DIRECTION 1:
Lay out the records as a numbered list, starting at the line that holds "The component shall place one marker per instance of the lava" and running through the last line of the records, with both ends included and blank lines left out.
◆ ◆ ◆
To further educate those willing to follow this subject, let me elaborate further some of the dynamics evolved in a racing caliber tuned 2 stroke engines.
At the design level, head shape, volume and compression ratio on a 2 stroke differ from a 4 stroke.
In a
4 stroke compression ratio is based upon the
FULL STROKE of piston from BDC to TDC.
In a
2 stroke compression ratio is based upon the point in which the piston dome closes the roof of the exhaust port, and the
Compression ratio is based upon the stroke left over from this point to TDC
** So if we had both a 4 stroke engine and a 2 stroke engine of the same displacement, with the 2 stroke engine having 180* ex timing, The ACTUAL trapped air to get compressed into the volume of the head in the 2 stroke engine would only be HALF that of the 4 stroke. The head volume between both engine would need to be adjusted because of this.
The really cool part of this is that we use 2 strokes !! ... And we have many tricks to boost the compression without doing it mechanically with smaller head volumes. ( This statement relates too one piece designs that CANNOT be changed )
◆ ◆ ◆
DIRECTION 2:
Continue the text on two-stroke engine compression from the point where it stops.

Records from a data collection:
◆ ◆ ◆
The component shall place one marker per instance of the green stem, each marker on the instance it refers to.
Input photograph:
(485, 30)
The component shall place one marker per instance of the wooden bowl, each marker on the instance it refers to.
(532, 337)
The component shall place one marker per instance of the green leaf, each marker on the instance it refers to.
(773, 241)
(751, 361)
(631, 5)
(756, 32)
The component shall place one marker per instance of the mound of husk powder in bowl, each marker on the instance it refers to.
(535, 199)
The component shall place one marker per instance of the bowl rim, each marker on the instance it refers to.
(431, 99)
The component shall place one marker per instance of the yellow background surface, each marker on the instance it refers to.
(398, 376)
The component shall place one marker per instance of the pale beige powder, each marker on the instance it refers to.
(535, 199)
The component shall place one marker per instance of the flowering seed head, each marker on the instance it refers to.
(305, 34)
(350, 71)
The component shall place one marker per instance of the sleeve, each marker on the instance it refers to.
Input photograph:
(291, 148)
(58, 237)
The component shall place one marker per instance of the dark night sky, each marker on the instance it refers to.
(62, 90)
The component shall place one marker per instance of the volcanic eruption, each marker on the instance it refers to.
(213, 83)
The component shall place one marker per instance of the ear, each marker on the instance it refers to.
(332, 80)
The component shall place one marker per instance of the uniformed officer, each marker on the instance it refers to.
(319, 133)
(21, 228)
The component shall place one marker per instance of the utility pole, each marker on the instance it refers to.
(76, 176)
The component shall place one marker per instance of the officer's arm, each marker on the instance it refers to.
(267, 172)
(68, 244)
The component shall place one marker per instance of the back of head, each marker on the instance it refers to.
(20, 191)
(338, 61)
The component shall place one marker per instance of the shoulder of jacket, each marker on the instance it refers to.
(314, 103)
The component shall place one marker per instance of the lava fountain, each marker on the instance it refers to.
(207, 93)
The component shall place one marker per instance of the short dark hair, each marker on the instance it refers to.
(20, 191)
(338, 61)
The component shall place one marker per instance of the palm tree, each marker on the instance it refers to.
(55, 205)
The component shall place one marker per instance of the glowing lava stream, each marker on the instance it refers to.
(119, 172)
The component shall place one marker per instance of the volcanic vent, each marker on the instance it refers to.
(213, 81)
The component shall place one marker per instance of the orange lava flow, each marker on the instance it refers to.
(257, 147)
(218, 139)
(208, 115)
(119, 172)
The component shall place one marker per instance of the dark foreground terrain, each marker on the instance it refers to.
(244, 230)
◆ ◆ ◆
OUTPUT 1:
1. The component shall place one marker per instance of the lava fountain, each marker on the instance it refers to.
2. (207, 93)
3. The component shall place one marker per instance of the short dark hair, each marker on the instance it refers to.
4. (20, 191)
5. (338, 61)
6. The component shall place one marker per instance of the palm tree, each marker on the instance it refers to.
7. (55, 205)
8. The component shall place one marker per instance of the glowing lava stream, each marker on the instance it refers to.
9. (119, 172)
10. The component shall place one marker per instance of the volcanic vent, each marker on the instance it refers to.
11. (213, 81)
12. The component shall place one marker per instance of the orange lava flow, each marker on the instance it refers to.
13. (257, 147)
14. (218, 139)
15. (208, 115)
16. (119, 172)
17. The component shall place one marker per instance of the dark foreground terrain, each marker on the instance it refers to.
18. (244, 230)

OUTPUT 2:
The tuned pipe fitted on most racing 2 strokes are in essence SUPER CHARGERS .... by design there divergent cone is a megaphone and actually draws out a greater volume of air/fuel than engines actual displacement. Then as the return wave gets back to the exhaust port just before the port closes, a pressure wave returns some of this drawn out excess air/fuel and stuffs it back in on top of the ascending piston.
** What we have now is a trapped volume of air/fuel that has greater volume than what we would have without the pipes help. We are talking CAPTIVE COMPRESSION, we just trapped more volume !! The actual Compression pressure just went up
Basically the reason why tuned pipes increase HP. My intent tho is too help you under stand that loss's of static compression ratios are overcome at higher engine speeds. By starting out with lower compression a MORE RADICAL stronger boosting pipe design can be used.
There is a point tho when the pipe boost can OVER CHARGE the volume of air/fuel trapped, then the captive compression volume with the engines compression ratio can go too high actually hurting performance
Ignition timing, Fuel octain rating, Engine temperature also effect the point of maximum working compression pressure any engine with tolerate before performance degrades. The RPM in which you need peak power at, degree of over rev beyond power peak and mechanical limits of the engine itself all need to be addressed in the search for excellent performance from your engines.
It is interesting that some fully developed Zenoahs can run competitively against the billet engines, even tho billet engines have much higher compression.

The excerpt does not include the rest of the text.